Requirement a - Identify every line in the listing below that contains the string "truck", and copy each of those lines out.

Passage -
---*---
‘Put out a tier of oars on either side,
Spread to the wafting breeze a twofold sail,’

and cruel, big-headed sharks, which, indeed, followed us almost all the way to England (the fact is that now, when so many cattle are thrown overboard, the Atlantic abounds with sharks), and lovely flying-fish like streaks of silver flashing along the deep and boundless blue ocean. Of these latter one flew on board. It met with a cruel fate. It was eaten by the first officer of the Assyrian Monarch for breakfast. It ought to have choked him. It did nothing of the kind; he, hardened sinner that he was, enjoyed it greatly, and said that it was as good as a whiting.

In the Gulf Stream we found the usual number of whales and porpoises. The latter would play around the bow or race along the side of the ship in considerable quantities of all sorts of sizes. There were other fish of which I know not the names to be seen occasionally leaping out of the water as high and repeatedly as possible, as if a shark were in their midst seeking whom he might devour.

One sight I shall never forget in the Gulf Stream. It was that of a tortoise. I was leaning over the ship’s side, when something big and round seemed to be coming to the surface. I could not make out what it was; then all at once the truth flashed upon me as he wobbled along, paddling with his fins, his head erect, his little eyes peering at the ship as if he wondered what the dickens it was, and what business it had there. He seemed to be treading the water.

‘I saw him but a moment,
But methinks I see him now.’

The sight gave me quite an appetite, though my friend Sir Henry Thompson will insist upon it that turtle soup is made of conger-eel, but in the wide Atlantic one has time to think of such things; day by day passes and you see nothing but the ocean—not even a distant sail, or the smoke of a passing steamer.

People complain of the uneventfulness of life on board a ship. That, however, is a matter of great thankfulness. A collision or a shipwreck are exciting, but they are disagreeable, nevertheless. It seems the homeward voyage is always the pleasantest as far as the sea is concerned, the wind being more frequently in the west than in any other quarter. Perhaps that is one reason why the Americans are so ready to cross the Atlantic. When I left New York, Cook’s office, in the Broadway, was full of tourists, including Mrs. Langtry and other distinguished personages. Mr. John Cook seems as popular in New York as he is elsewhere. Indeed, I was confidentially informed that he was engaged in organizing a personally-conducted tour for the relief of Gordon and the capture of the Mahdi, and I hear from Egypt that he has a chance of being made Khedive, a position which I am certain he would fill with credit to himself and advantage to the people. Of course, there is a little exaggeration in this, but the American tourist has good reason to revere the name of Cook, and so have we all. As much as anyone he has promoted travel between the Old World and the New, and has made us better friends. It is to be hoped that every steamer that crosses the Atlantic does something similar.
---*---
Dataset records -
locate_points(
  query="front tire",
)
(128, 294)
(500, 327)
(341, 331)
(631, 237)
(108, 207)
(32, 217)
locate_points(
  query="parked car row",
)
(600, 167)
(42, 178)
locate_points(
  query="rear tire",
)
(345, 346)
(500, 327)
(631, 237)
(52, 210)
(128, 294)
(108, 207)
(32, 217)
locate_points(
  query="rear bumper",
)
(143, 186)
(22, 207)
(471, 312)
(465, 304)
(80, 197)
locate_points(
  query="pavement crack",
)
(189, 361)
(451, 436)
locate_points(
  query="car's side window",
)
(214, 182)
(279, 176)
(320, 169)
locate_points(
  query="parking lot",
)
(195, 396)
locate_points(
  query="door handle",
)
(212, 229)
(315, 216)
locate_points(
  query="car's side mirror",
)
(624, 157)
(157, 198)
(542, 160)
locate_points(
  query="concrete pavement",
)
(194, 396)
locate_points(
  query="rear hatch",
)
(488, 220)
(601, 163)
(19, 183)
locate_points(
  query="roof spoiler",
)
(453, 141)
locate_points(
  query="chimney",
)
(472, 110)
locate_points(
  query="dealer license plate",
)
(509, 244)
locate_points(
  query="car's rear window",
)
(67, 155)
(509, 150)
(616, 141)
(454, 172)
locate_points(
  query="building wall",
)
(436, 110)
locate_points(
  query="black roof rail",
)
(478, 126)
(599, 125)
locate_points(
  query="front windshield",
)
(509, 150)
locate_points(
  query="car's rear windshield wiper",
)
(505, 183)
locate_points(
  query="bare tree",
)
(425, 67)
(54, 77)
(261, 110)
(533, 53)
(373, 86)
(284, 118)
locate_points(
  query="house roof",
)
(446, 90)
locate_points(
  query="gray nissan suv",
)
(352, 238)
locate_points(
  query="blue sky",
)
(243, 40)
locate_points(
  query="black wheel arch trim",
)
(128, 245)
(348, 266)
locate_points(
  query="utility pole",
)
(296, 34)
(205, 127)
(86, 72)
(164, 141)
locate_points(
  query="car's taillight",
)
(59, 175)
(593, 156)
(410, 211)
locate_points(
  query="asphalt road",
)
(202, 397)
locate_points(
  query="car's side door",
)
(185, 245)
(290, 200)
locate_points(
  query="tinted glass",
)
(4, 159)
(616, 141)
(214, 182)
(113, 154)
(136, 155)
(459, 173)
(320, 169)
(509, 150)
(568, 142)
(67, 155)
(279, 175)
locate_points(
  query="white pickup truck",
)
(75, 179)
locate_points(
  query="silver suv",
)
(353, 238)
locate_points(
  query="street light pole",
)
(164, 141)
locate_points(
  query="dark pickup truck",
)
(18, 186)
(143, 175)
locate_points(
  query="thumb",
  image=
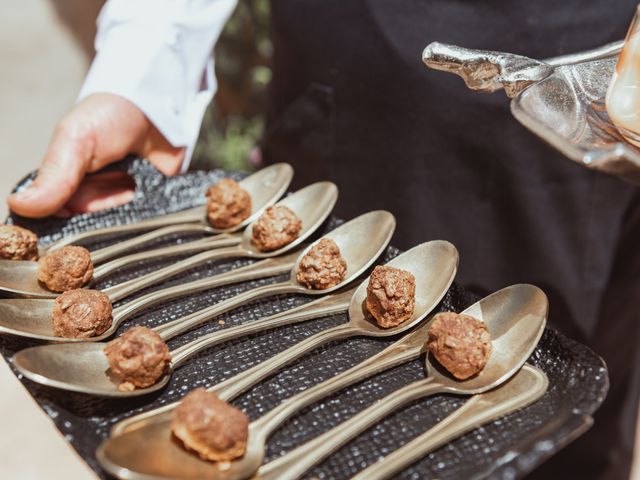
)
(63, 168)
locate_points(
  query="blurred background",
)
(46, 47)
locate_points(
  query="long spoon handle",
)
(122, 290)
(295, 463)
(525, 388)
(195, 246)
(392, 356)
(106, 253)
(265, 268)
(191, 215)
(234, 386)
(134, 422)
(325, 306)
(171, 329)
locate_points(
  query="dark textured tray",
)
(507, 448)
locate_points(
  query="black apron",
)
(352, 102)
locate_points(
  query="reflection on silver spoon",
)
(81, 367)
(433, 264)
(265, 188)
(312, 204)
(515, 316)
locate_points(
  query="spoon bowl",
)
(310, 204)
(81, 367)
(266, 186)
(515, 317)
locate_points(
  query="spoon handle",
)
(176, 327)
(332, 304)
(325, 306)
(122, 290)
(262, 269)
(191, 215)
(526, 387)
(106, 253)
(394, 355)
(295, 463)
(234, 386)
(217, 241)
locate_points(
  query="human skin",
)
(101, 129)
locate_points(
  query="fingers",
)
(62, 170)
(100, 191)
---*---
Requirement b - Continue the passage describing the Atlantic voyage, beginning after its final sentence.

Exercise answer a -
  query="white pickup truck",
  query="dark pickup truck",

Exercise answer b -
I must own, however, that the nearer I approached England the more I felt ashamed of my native land. The weather was villainous. It rained every day, and the worst of it was, I had had the audacity to assure the Americans on board that we had dry weather in England, that occasionally we saw the sun, and that we were not a web-footed race. Fortunately, at the time of writing this I have not yet encountered any of my American friends, or I should feel, as they say, uncommonly mean. However, the weather was fine enough to admit of a good look at Bishop’s Rock, the name of the lighthouse at the Scilly Isles, where we got our first sight of land; you can imagine how we all rushed on deck to see that. In fine weather, I say, by all means return from America in one of the fine, steady, well-built ships of the Monarch Line. The scenery is far finer than that offered by Queenstown and Liverpool. You have the Scilly Isles to look at, and the Land’s End, and the Lizards. At Portland Bill we laid off till a pilot came on board, and we had a good look at the establishment where so many smart men are sent for a season, and Weymouth heading the distant bay; and then what a fine sweep you have up the Channel—crowded with craft of all kinds, from the eight thousand ton steamer to the frail and awkward fishing lugger—and round the Nore; whilst old towns and castles, speaking not alone of the living present, but of the dead and buried past, are to be seen. Even Americans, fond as they are of modern life, feel the charm of that; whilst to the returning traveller the landscape speaks of ‘home, sweet home.’

CHAPTER XII.

COLONIZATION IN CANADA.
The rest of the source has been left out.